Hello Giselle, Welcome!
I know what you mean about a bpd mother. I have a mother with bpd who was diagnosed over five years ago but has had it ever since I can remember.
Am not sure whether your mother lives with you. I lived with her as a minor until I was 18 and for 3 years on a part-time basis as a care giver in my 50s. I developed severe depression and agoraphobia when I was a caregiver. I will not do that ever again.
I am able to spend a few hours a week with her by doing the gray rock method of not telling her anything about myself. (Gray rock means to be as interesting and engaging as a rock.) She alternates between telling me pity stories (exaggerating physical symptoms) or is passive aggressive bordering on rude. I answer oh, I'm sorry or that's too bad mostly. She really wants me to do something for her or goad me into a fight.
She has an abnormal fear of abandonment. I couldn't go out for a quick coffee when I was caregiving without her yelling and being angry. She pulls similar behavior with FOO members.
I feel sorry for her and love her. I believe she was born with a brain abnormality which causes BPD acting out. She refuses therapy and sees no problem acting like a bully. I can tell she enjoys that behavior.
I played the role of parent to her growing up and was conditioned to take care of her emotional needs. That kind of childhood grooms you to act out of Fear, Obligation and Guilt (FOG). You say you feel guilty which may stem from similar childhood experiences as mine.
It helps me to repeat the three C's when I feel the FOG coming on: I didn't Cause it, I can't Cure it and I can't Control it.
Am really sorry she disrupted your wedding day and the stress is causing you physical symptoms. Those are common themes for those of us with BPD mothers.

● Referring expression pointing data
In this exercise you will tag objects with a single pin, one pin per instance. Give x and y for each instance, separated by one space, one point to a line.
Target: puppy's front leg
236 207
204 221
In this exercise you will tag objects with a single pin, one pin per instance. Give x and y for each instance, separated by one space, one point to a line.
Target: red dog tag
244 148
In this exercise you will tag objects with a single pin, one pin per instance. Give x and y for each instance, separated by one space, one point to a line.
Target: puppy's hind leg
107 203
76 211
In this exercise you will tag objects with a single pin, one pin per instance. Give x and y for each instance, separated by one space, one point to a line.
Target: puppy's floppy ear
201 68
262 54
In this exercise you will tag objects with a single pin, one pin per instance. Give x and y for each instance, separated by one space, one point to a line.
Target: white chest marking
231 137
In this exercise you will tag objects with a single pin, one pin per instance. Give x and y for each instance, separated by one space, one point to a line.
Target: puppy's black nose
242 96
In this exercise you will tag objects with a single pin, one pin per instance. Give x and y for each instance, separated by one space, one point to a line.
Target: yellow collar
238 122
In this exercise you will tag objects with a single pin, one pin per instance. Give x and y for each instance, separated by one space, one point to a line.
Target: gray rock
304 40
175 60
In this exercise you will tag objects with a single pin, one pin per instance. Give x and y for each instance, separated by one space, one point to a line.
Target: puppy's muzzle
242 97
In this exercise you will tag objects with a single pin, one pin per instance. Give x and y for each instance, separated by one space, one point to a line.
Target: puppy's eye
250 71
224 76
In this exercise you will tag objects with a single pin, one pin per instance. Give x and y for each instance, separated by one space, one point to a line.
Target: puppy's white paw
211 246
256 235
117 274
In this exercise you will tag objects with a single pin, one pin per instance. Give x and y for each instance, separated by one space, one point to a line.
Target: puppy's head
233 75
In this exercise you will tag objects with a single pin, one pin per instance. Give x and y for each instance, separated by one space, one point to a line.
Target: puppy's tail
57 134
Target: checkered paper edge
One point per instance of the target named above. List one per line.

● Required tasks
1/ Rewrite the reply about a mother with BPD, starting at "She has an abnormal" and ending at "enjoys that behavior.", with "therapy" changed to "counseling".
2/ According to the reply about a mother with BPD, how long did the writer act as a part-time caregiver for the mother?
You do not need the items.

● Answers in order
1/
She has an abnormal fear of abandonment. I couldn't go out for a quick coffee when I was caregiving without her yelling and being angry. She pulls similar behavior with FOO members.
I feel sorry for her and love her. I believe she was born with a brain abnormality which causes BPD acting out. She refuses counseling and sees no problem acting like a bully. I can tell she enjoys that behavior.

2/ Three years, during the writer's 50s.